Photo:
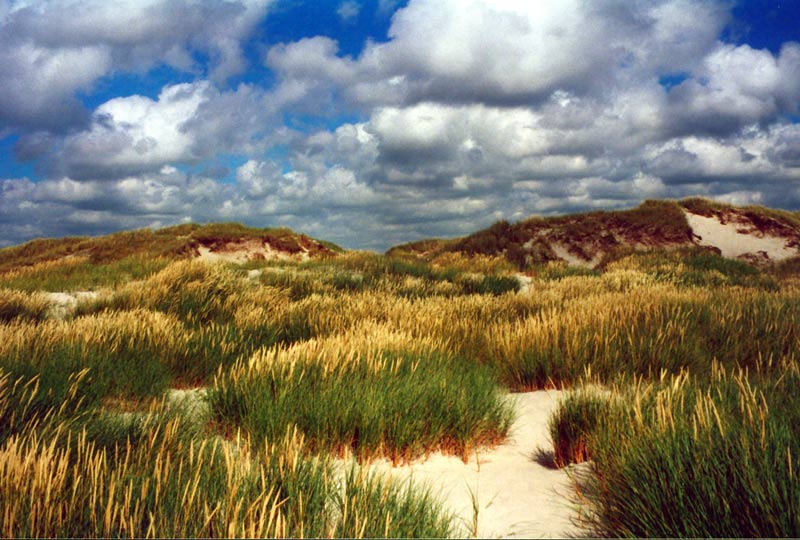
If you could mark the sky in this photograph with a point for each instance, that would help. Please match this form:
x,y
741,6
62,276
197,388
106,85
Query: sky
x,y
372,123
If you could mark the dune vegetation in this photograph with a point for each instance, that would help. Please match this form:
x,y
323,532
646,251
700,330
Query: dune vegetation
x,y
681,368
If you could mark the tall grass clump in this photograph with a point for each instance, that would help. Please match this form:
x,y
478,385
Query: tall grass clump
x,y
698,459
127,355
643,331
164,485
22,306
81,273
576,417
354,393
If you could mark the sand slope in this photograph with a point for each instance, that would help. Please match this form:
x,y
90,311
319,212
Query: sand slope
x,y
737,240
515,495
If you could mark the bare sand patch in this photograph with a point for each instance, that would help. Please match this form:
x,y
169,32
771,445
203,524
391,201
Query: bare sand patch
x,y
737,240
245,251
515,495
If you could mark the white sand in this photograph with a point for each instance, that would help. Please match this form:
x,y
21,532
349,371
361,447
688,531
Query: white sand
x,y
516,496
731,242
573,260
241,252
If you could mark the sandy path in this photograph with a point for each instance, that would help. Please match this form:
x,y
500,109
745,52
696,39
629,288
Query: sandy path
x,y
516,496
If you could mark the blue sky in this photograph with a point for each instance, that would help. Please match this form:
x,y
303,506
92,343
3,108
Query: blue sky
x,y
375,123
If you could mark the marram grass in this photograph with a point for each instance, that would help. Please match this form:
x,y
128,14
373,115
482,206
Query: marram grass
x,y
682,458
403,357
373,392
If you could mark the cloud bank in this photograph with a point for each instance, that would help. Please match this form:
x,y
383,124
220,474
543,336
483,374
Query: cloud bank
x,y
468,112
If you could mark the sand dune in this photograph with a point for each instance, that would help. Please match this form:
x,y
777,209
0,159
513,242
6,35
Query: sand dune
x,y
515,495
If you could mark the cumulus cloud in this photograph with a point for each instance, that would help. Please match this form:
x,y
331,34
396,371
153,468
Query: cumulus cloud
x,y
136,134
348,10
469,112
50,50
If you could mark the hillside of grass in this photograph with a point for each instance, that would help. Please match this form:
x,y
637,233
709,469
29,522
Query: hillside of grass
x,y
74,263
592,238
680,369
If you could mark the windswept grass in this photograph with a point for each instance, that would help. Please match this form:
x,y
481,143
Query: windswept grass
x,y
362,386
79,273
166,487
22,306
681,457
396,357
643,332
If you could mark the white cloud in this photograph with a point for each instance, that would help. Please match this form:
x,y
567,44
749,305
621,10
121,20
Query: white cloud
x,y
348,10
50,50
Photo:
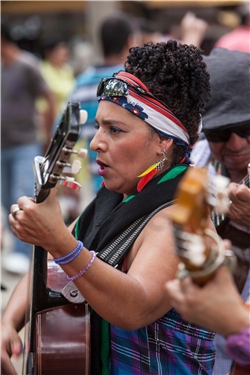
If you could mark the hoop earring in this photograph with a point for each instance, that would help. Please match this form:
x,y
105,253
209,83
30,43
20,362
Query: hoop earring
x,y
151,171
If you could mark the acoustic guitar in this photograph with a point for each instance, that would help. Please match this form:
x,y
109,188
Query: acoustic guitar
x,y
58,334
200,250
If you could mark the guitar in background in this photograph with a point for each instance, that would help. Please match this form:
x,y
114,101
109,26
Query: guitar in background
x,y
199,248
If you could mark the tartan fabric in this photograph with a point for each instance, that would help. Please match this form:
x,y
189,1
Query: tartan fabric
x,y
169,346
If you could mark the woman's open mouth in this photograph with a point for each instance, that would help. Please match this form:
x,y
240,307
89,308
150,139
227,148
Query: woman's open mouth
x,y
103,168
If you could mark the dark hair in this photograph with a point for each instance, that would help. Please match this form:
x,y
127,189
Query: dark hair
x,y
5,33
175,74
114,33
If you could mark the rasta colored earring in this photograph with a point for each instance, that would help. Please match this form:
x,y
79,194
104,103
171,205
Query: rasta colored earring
x,y
151,171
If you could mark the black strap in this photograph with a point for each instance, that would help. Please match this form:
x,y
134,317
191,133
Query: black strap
x,y
115,251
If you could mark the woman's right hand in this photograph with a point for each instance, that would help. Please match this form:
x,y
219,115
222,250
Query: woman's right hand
x,y
10,344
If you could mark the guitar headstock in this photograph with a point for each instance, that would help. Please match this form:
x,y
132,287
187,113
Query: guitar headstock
x,y
199,248
52,168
_____
_WHAT IS REQUIRED_:
Transcribe all the records above word for word, without their images.

_RESULT OF THIS TASK_:
Photo:
If you could mark the sky in this photograph with a point for each instance, that would help. Please match this form:
x,y
741,6
62,276
197,388
106,85
Query: sky
x,y
372,123
If you could mark the dune vegetation in this photograph with a point for each instance, that would help. Please match this form:
x,y
323,532
646,251
700,330
Query: dune vegetation
x,y
681,368
If you could mark the tall grass clump in this photograph with a point for each instance, that would help. Please match this form:
x,y
478,385
Query: tall grass clump
x,y
698,459
127,355
643,331
164,485
22,306
81,273
576,417
354,393
If you could mark the sand slope in this photograph with a point for each instance, that would help. Please match this form:
x,y
90,311
319,212
Query: sand slope
x,y
737,240
515,495
If you could mark the bare sand patch in this photograph with a point for each instance, that would help. Please match this form:
x,y
169,32
771,445
203,524
391,201
Query: bare sand patch
x,y
737,240
245,251
515,495
If you could mark the white sand in this photograph with a point for each instance, that would help. Please match this form:
x,y
21,532
349,371
361,447
688,531
Query: white sand
x,y
516,496
731,242
573,260
241,252
If you could mark the sandy path in this photograph with a point for each instance, that would help. Please match this form:
x,y
500,109
745,52
696,39
629,288
Query: sandy path
x,y
516,496
If you could mark the blue sky in this photograph with a point for each instance, that would help. Please match this form:
x,y
303,506
92,343
3,108
Query: blue sky
x,y
375,123
If you could mark the marram grass in this photograph with a point for each instance, that would help. Please match this form:
x,y
128,14
373,115
482,206
Query: marram grass
x,y
682,458
403,357
373,392
If you could mark the cloud bank in this photograph with a point for each instance, that would help. Please match this form:
x,y
383,124
220,474
543,336
483,374
Query: cloud bank
x,y
468,112
If you could mark the sand dune in this photograph with a point for each instance, that would help. Please match this form:
x,y
777,209
0,159
513,242
6,35
Query: sand dune
x,y
515,495
If you could mark the cumulus cloud in this photograph with a point for each instance, that would help. Please match this form:
x,y
331,34
396,371
153,468
Query: cumulus cloud
x,y
136,134
348,10
469,112
50,50
If you could mark the hillside of grass in this photograph with a point for each instance, that would help. Please match this form:
x,y
637,233
709,469
29,522
Query: hillside of grass
x,y
74,263
592,238
680,369
If you could mark the windswept grass in this photograph with a point for each instance, that would help. Please match this form:
x,y
481,143
Query: windswept grass
x,y
362,386
79,273
166,487
22,306
681,457
396,357
643,332
If you could mark the white cloud in this photograph with a point for each instance, that would help. Please match this form:
x,y
567,44
749,305
621,10
121,20
Query: white cloud
x,y
348,10
50,50
Photo:
If you could mark the hoop earring in this photograph with a point for each instance, that would help. Please match this form:
x,y
105,253
209,83
30,43
20,362
Query: hoop earring
x,y
151,171
If you could mark the acoustic guitar in this photograph with a point for each instance, that would help. Please match this form:
x,y
109,188
Query: acoustic guitar
x,y
58,334
200,250
If you could mark the guitar in background in this photograph with a point for each instance, that would help. Please match this form:
x,y
114,101
109,26
Query: guitar in background
x,y
199,248
If you could mark the tartan fabric in this photograph with a point for each instance, that would help. Please match this form:
x,y
189,1
Query: tartan fabric
x,y
169,346
If you could mark the woman's open mouth in this photograph with a point for each instance, that would help. Please match this form:
x,y
240,307
89,308
150,139
227,148
Query: woman's open mouth
x,y
103,168
If you could mark the dark hair in this photograph with a point for each instance, that would help. Please match this form:
x,y
127,189
Query: dark hair
x,y
5,33
175,74
114,33
If you could mark the rasta colored earring in this photograph with a point for each instance, that would help. Please match this form:
x,y
79,194
104,103
171,205
Query: rasta colored earring
x,y
151,171
If you could mark the black strap in this photograph with a point for each instance, that would help. Please match this form:
x,y
134,317
191,133
Query: black strap
x,y
115,251
If you could mark the woman's right hand in this photograph with a point for each instance, that would help. Please match this form:
x,y
219,115
222,250
Query: woman's right hand
x,y
10,344
If you could mark the guitar headstock in this photograph with a point for each instance, that would help. Please match this form:
x,y
132,287
187,113
Query: guitar headstock
x,y
199,248
52,168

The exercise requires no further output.